*Problem requirements*:
Starting from the line in which "Check that every instance of the tree in" appears, output every line down to the last line of the data below, exactly and without anything more.

*Task inputs*:
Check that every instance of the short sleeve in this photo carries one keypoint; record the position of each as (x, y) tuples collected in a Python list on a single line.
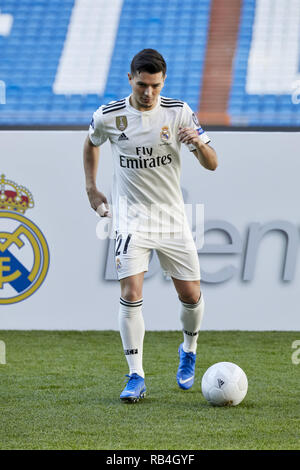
[(190, 119), (97, 133)]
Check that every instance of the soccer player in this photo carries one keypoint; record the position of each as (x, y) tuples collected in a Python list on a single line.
[(146, 131)]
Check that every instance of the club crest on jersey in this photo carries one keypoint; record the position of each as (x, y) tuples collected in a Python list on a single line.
[(118, 263), (165, 133), (195, 120), (121, 123)]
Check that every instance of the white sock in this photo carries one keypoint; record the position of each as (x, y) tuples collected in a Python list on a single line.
[(191, 317), (132, 331)]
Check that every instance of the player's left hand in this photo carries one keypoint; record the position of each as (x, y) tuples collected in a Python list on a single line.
[(187, 135)]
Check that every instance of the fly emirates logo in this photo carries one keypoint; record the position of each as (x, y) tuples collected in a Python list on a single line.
[(144, 159)]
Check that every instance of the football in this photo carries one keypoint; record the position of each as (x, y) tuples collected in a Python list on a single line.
[(224, 383)]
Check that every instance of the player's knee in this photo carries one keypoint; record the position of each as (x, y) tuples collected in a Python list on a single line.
[(191, 297), (131, 295)]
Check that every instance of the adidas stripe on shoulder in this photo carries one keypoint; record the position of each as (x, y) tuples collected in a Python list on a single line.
[(114, 106), (171, 103)]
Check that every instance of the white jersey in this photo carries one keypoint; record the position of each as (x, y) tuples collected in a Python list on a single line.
[(146, 192)]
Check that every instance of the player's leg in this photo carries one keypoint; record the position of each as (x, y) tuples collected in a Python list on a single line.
[(132, 330), (179, 259), (132, 259), (191, 311), (131, 322), (191, 314)]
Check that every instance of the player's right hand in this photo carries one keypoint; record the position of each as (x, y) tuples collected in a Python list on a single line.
[(96, 199)]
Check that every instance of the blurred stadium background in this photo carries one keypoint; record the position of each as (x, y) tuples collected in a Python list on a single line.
[(236, 62)]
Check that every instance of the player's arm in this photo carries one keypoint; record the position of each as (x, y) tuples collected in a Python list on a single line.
[(91, 155), (204, 152)]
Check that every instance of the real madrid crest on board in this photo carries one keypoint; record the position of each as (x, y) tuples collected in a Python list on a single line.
[(24, 253)]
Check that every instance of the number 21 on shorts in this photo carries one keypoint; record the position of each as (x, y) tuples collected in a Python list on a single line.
[(120, 245)]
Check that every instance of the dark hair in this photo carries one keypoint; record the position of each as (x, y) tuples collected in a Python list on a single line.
[(148, 60)]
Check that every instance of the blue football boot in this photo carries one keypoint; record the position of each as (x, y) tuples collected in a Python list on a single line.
[(186, 369), (134, 390)]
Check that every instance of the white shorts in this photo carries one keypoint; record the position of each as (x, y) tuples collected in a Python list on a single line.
[(178, 257)]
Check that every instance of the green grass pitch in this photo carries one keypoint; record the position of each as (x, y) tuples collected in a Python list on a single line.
[(60, 390)]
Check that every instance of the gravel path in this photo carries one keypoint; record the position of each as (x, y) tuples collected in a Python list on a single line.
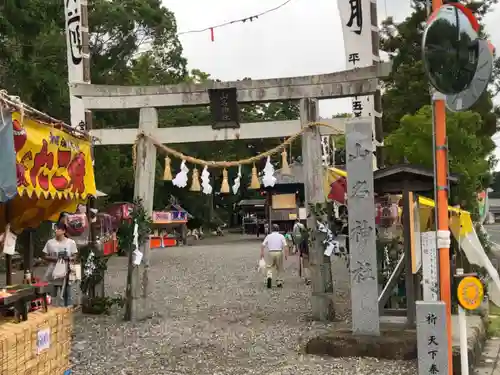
[(213, 316)]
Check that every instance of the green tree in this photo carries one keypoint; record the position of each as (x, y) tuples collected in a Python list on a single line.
[(132, 43), (407, 87), (468, 157)]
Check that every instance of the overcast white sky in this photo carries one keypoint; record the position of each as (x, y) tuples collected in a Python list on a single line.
[(302, 38)]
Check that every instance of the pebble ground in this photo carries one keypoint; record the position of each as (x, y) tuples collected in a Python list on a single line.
[(214, 316)]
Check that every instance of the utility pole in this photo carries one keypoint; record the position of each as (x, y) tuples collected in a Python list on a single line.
[(320, 264), (441, 187), (78, 59)]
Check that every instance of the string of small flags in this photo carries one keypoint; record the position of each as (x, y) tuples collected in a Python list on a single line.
[(240, 20)]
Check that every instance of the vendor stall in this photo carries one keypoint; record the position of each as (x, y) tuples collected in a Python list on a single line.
[(45, 170), (169, 226)]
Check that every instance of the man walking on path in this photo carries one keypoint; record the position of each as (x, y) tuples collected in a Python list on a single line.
[(300, 240), (277, 248)]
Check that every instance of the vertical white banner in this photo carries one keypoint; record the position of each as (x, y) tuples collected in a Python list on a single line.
[(73, 16), (355, 16), (429, 266)]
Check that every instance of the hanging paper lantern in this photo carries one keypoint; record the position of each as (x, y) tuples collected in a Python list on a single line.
[(254, 183), (236, 182), (195, 184), (268, 179), (167, 173), (285, 168), (225, 183)]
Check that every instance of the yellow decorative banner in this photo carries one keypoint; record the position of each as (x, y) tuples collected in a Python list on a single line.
[(51, 163)]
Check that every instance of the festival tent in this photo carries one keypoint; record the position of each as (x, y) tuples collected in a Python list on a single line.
[(44, 170)]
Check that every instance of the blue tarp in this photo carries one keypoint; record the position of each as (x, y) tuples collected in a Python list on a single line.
[(8, 176)]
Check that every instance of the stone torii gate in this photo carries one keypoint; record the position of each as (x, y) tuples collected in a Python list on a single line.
[(307, 89)]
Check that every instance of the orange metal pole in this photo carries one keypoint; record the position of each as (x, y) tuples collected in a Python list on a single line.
[(441, 180)]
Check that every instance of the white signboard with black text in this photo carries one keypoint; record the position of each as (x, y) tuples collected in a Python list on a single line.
[(73, 17), (355, 16)]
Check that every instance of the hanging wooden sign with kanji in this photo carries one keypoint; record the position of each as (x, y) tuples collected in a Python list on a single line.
[(224, 108)]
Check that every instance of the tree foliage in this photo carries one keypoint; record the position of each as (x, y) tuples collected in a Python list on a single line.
[(407, 87), (467, 157), (407, 116)]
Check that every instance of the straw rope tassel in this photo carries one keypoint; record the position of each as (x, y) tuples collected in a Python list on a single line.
[(195, 184), (225, 182), (254, 184), (134, 155), (167, 173), (285, 168)]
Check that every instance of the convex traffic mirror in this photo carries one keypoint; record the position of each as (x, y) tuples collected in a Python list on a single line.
[(450, 49)]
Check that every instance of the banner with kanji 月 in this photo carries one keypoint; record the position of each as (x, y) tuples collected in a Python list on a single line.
[(51, 163)]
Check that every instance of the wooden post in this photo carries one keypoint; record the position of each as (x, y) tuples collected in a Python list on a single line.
[(320, 265), (410, 291), (144, 190)]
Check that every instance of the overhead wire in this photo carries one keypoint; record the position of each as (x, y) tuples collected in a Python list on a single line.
[(242, 20)]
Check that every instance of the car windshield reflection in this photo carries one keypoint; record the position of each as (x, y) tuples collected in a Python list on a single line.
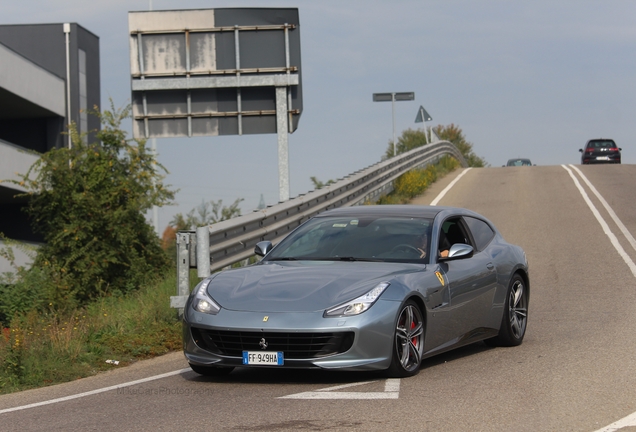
[(390, 239)]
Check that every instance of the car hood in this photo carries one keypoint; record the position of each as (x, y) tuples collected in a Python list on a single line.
[(303, 286)]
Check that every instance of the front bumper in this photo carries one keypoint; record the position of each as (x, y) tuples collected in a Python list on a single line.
[(366, 340)]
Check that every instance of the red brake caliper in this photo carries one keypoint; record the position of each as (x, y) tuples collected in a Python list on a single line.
[(413, 340)]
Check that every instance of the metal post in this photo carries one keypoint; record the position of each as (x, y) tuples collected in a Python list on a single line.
[(393, 108), (67, 30), (283, 151), (203, 252), (183, 269)]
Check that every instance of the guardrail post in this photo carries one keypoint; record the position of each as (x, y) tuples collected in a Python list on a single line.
[(203, 252), (183, 272)]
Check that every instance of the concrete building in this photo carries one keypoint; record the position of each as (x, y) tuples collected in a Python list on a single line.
[(49, 76)]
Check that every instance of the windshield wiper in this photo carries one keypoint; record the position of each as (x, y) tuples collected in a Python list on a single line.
[(358, 259)]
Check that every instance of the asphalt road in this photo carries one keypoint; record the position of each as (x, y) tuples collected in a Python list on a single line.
[(576, 370)]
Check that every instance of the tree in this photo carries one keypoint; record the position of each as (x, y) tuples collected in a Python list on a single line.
[(88, 202), (455, 135)]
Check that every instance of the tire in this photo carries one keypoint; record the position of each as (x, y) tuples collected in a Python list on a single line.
[(211, 370), (515, 315), (408, 342)]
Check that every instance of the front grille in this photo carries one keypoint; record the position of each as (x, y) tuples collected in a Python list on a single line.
[(293, 345)]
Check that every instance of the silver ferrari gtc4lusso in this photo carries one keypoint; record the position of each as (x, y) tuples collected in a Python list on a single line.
[(362, 288)]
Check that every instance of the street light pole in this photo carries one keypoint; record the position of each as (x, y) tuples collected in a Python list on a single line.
[(393, 97)]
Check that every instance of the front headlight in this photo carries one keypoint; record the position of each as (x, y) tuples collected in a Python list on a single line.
[(202, 301), (359, 305)]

*Response area*:
Check that every instance of the tree in this photo carries one keypoint; record the position of each as (x, y) tuples collected in a Python list on a single line.
[(88, 202), (455, 135)]
Check that every instance of the tire in this photo carries one keypoint; record the position of each as (x, y) tuples collected in a Python list on a single line.
[(211, 370), (515, 315), (408, 342)]
Check that every instance of the front grille in this photo carries one keypoint; record the position of each as (x, y) tuples collected in a Python list on a single line.
[(293, 345)]
Check that every instance of the silver ferrari gtc4lusso in this photo carries one keypoint; record the position of each as (x, y) tuples collected in a Python list on a single line.
[(362, 288)]
Check that every instance of the street light pole in this photo carries one keypoint; record the position of each as (x, y) tuples collected in a Python list on a single line.
[(393, 97)]
Check that every instance of the front headlight in this photo carries one keypoint; record the position of each as (x, y) tuples collected in a Python list on a single line.
[(202, 301), (359, 305)]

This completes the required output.